(Dataset items)
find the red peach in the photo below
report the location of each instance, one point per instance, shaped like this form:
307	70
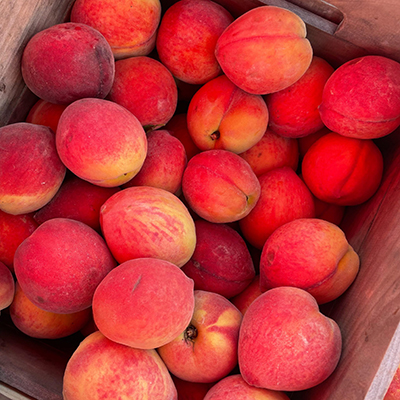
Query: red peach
342	170
362	98
143	221
234	387
272	151
311	254
60	265
143	303
294	111
31	171
100	368
221	261
76	199
101	142
284	197
285	342
14	229
220	186
41	324
67	62
222	116
187	36
147	89
164	164
45	113
129	27
207	350
177	126
264	50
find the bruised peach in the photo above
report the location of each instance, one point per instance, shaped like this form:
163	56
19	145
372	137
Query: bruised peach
129	27
362	98
67	62
166	292
264	50
100	367
220	186
187	36
144	221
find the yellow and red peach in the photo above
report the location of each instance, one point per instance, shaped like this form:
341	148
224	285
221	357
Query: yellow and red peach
234	387
311	254
76	199
272	151
7	286
164	164
221	261
220	186
286	343
222	116
187	36
45	113
362	98
294	111
14	229
31	171
67	62
41	324
60	265
343	170
147	89
144	303
129	27
264	50
101	142
143	221
206	351
100	367
284	197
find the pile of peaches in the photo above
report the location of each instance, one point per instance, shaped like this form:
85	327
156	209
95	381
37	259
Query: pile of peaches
175	195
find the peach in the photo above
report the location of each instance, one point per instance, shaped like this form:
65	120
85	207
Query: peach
143	303
147	89
31	171
67	62
284	197
220	186
234	387
7	286
294	111
143	221
14	229
187	36
101	142
164	164
311	254
342	170
45	113
76	199
60	265
177	126
264	50
286	343
362	98
222	116
272	151
41	324
101	368
206	351
129	27
243	300
221	261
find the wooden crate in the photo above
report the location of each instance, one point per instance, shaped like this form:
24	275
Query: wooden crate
368	313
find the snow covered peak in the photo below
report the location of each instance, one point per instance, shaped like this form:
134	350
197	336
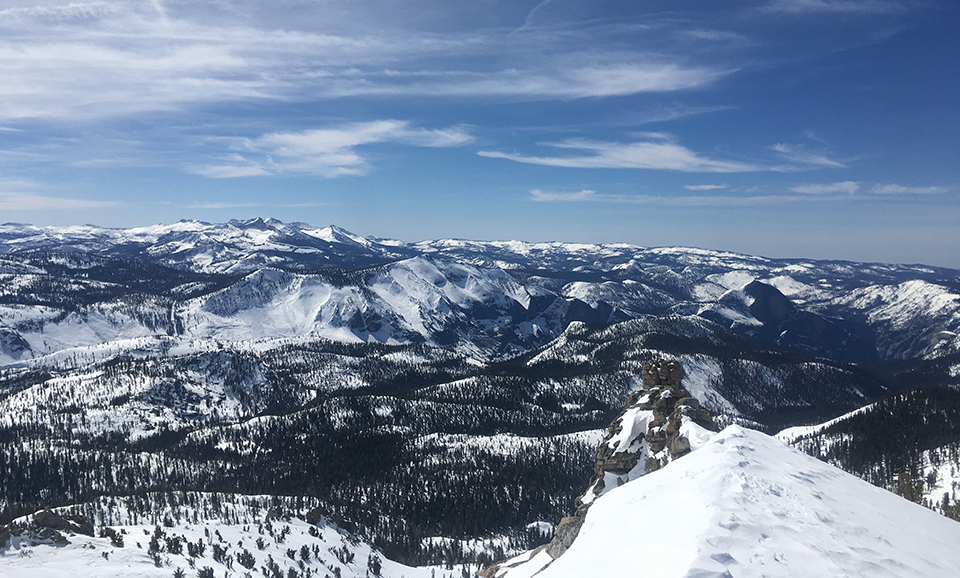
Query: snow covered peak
746	505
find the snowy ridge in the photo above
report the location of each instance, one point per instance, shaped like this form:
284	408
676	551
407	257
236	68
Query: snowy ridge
229	534
746	505
498	297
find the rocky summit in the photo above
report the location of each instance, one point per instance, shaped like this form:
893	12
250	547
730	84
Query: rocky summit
660	423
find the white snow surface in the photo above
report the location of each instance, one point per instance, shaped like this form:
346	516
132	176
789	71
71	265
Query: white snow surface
90	557
745	505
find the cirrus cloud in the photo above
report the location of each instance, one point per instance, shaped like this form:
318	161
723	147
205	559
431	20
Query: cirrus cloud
902	190
846	187
327	152
659	153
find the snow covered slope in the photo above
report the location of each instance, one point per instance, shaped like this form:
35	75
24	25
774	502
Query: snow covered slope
523	293
746	505
237	536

→ **Work to do**
Transcribe every row above word for word. Leave the pictures out of your answer.

→ **Full answer**
find the red peach in the photo below
report the location of each instance, one point per instance, shaped like this form:
307	70
Query: red peach
342	170
362	98
143	221
234	387
272	151
311	254
60	265
143	303
294	111
31	171
100	368
221	261
76	199
101	142
284	197
285	342
14	229
220	186
41	324
67	62
222	116
187	36
147	89
164	164
45	113
129	27
207	350
177	126
264	50
find the bruised peach in the photo above
report the location of each instance, one point per instance, shaped like this form:
163	56
19	145
372	137
Query: bruised peach
129	27
362	98
67	62
166	292
264	50
100	367
220	186
187	36
144	221
find the yellow and red peach in the photo above
report the location of each instance, one point per instance, shaped like this form:
341	148
224	285
221	357
Query: yellow and red peach
234	387
311	254
76	199
272	151
7	286
164	164
221	261
220	186
286	343
222	116
187	36
45	113
362	98
294	111
14	229
31	171
67	62
41	324
60	265
343	170
147	89
144	303
129	27
264	50
101	142
143	221
206	351
100	367
284	197
find the pile of peaches in the photo above
report the location of each instance, one point per instance, shaped like this form:
85	327
156	209
95	381
37	259
Query: pile of peaches
175	195
find the peach in the photo above
report the location of each instance, one point per instance, shaped like this form:
65	120
85	207
Query: peach
143	303
147	89
31	171
67	62
284	197
220	186
234	387
7	286
294	111
143	221
14	229
187	36
101	142
164	164
311	254
342	170
45	113
76	199
60	265
177	126
264	50
286	343
362	98
222	116
272	151
41	324
101	368
206	351
129	27
243	300
221	261
find the wooden crate in the photo above
report the location of each instance, one point per instance, shaped like this form:
24	275
Query: wooden crate
368	313
find the snow covered peak in the photo below
report the location of each instance, one point per instance, shaped like this form:
134	350
197	336
Query: snow covered peak
746	505
find the snowy ridge in the photo above
report the location of each instance, one point per instance, shaped like this form:
284	408
676	551
407	257
236	68
Query: snowy ridge
229	534
746	505
498	297
find the rocky summit in the photo above
report the location of each instance, one point per instance, shaped like this form:
893	12
250	547
730	84
Query: rocky summit
660	423
find the white snow surface in the photo above
report the location of each instance, one point per instance, shaped like this form:
346	516
132	176
789	71
71	265
Query: white snow surface
90	557
745	505
find the cirrus cloud in the photo above
report the location of each instance, one point per instance, shaped like this form:
318	161
723	147
205	559
431	20
Query: cirrus cloud
902	190
846	187
327	152
659	153
find the snow covered slope in the photo above
report the location of each instance, one point per instance, shaped like this form:
35	75
24	25
774	502
Query: snow covered slope
523	293
746	505
237	536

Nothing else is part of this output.